- _SOURCE EXTRACT_:
--- START ---
Sergeant brandishes knowledge in war on hatred Stem teaches students about race relations


Rodney Stem, a sergeant at the county Sheriff's Department, packs a pistol but isn't armed until he's got reams of paper and piles of books.

He relies on his backup -- pamphlets on hate crime, brochures on hate groups and literature on what to do about them -- to teach race relations to young students and teen-agers.

While his official duties involve handling the Sheriff Department's civil division, the idea of community policing has him in the schools talking to students about prejudice, respect and tolerance. Last year, he visited five schools. But in the days since the L.A. police trial verdict, he has received phone calls from eight social studies teachers to come into their classrooms.

His approach to discussing prejudice with students depends on the age group. For elementary school children, he brings in simple-to-read and understand books, such as "Overcoming Prejudice and Discrimination," by Joy Berry. For middle-schoolers, he uses sports as a theme so they can relate.

Everybody has prejudices, he tells middle-schoolers. "If you root for a football team, that's prejudice. It's when you act upon your prejudices that it becomes a problem. You have to keep your prejudices at home. You don't bring it to school.

"Prejudice isn't bad," he said. "It's how you use it."

High school students are treated with shock value. He carries a T-shirt with a drawing of Martin Luther King Jr., whose head is the target of a telescopic sight. The message on the T-shirt: "Our Dream Came True."

"It holds their attention," said Stem. "Even the ones who are shy, it gets their attention."
--- END ---
- _DATASET CONTENT_:
--- START ---
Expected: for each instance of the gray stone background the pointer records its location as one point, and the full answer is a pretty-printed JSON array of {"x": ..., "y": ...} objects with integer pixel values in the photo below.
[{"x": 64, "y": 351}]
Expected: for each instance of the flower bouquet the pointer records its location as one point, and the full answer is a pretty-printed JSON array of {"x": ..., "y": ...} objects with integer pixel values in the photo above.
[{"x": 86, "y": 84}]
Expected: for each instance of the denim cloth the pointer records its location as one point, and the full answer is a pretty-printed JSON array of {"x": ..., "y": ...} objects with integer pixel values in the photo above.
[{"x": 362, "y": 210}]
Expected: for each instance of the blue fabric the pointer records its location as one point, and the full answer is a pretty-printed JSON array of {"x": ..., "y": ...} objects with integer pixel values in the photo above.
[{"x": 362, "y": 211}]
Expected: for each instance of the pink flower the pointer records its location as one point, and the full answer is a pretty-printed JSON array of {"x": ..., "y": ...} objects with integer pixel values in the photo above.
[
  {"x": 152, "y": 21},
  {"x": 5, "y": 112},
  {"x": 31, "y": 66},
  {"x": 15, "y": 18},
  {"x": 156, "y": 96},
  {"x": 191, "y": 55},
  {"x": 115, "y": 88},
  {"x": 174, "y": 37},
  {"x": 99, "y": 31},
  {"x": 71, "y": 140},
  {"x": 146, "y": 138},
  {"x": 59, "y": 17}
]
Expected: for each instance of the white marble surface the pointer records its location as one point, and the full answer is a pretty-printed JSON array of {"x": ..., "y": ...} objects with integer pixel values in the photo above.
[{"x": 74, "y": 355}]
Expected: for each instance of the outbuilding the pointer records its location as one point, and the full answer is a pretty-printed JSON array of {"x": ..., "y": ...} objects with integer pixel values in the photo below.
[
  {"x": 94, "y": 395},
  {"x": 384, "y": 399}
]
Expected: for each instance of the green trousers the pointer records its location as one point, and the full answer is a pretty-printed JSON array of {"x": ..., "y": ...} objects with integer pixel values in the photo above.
--- END ---
- _ASSIGNMENT A_:
From the article about Sergeant Stem, reproduce the passage between "He relies on" and "into their classrooms.", inclusive.
- _ASSIGNMENT B_:
In the article about Sergeant Stem, condense the paragraph beginning "While his official duties involve" into a shorter version that keeps its main facts.
- _ASSIGNMENT C_:
Continue the article about Sergeant Stem, picking up after its final sentence.

- _OUTPUT A_:
He relies on his backup -- pamphlets on hate crime, brochures on hate groups and literature on what to do about them -- to teach race relations to young students and teen-agers.

While his official duties involve handling the Sheriff Department's civil division, the idea of community policing has him in the schools talking to students about prejudice, respect and tolerance. Last year, he visited five schools. But in the days since the L.A. police trial verdict, he has received phone calls from eight social studies teachers to come into their classrooms.

- _OUTPUT B_:
Stem's official duties cover the Sheriff's Department civil division, but community policing brings him into schools to talk with students about prejudice, respect and tolerance. He visited five schools last year. Since the L.A. police trial verdict, eight social studies teachers have called asking him to come to their classrooms.

- _OUTPUT C_:
High-schoolers also get a discussion on constitutional rights. He tells them despite free speech, language, clothing or behavior that disrupts the school day is inappropriate.

"If I could do this full time, I would," said Stem, who studied minority affairs in college. "You really can't turn on the TV without anybody talking about race relations. There's a wide emphasis on what's happening."

He was at Glenelg High School on Thursday, talking to a group of 25 black and white students who want to reduce racial tensions and increase tolerance at their school.

Some of the students he talked to were involved in an interracial fight more than two weeks ago, when hundreds of students gathered at a vacant lot to see nine students exchange racial slurs and punches. After the fight, one student was charged with assaulting a teacher who tried to break it up, and two others were charged with possession of weapons after they allegedly brought a hunting knife and brass knuckles to school.

"What's happening in Glenwood, Glenelg -- in all high schools -- it's a microcosm of what's happening in society," Stem said.

"We are getting involved with a school with a problem," he said. "They've acknowledged they have a problem. They're not hiding it. I applaud [Principal] Jim McGregor for his efforts here."

"This school has to deal with a major social issue," said McGregor. "Often times we look to adults to fix things that are wrong. Unfortunately, adults are from another era and sometimes they don't fix it."

Students at McGregor's school initially met with Stem days after the fight to discuss problems. He came back last week to discuss solutions.

The students at the meeting worked on creating a multicultural relations committee to deal with race relations. They expressed optimism about Glenelg's future, talked about nominating students to the committee and hoped to make positive changes. Any tension among students who were involved in the fight was not apparent.

McGregor wants committee members to act as peer advisers to resolve conflicts, similar to a program at Atholton High School, and hopes the group will promote harmony among his students, "and hopefully, we can extend it into the community."

As for Stem -- a former Air Force medic and father of two -- he never thought his background in minority studies and sociology would help him in his job until three years ago, when the state mandated police officers to receive two hours of training in dealing with the racial, religious and ethnic law.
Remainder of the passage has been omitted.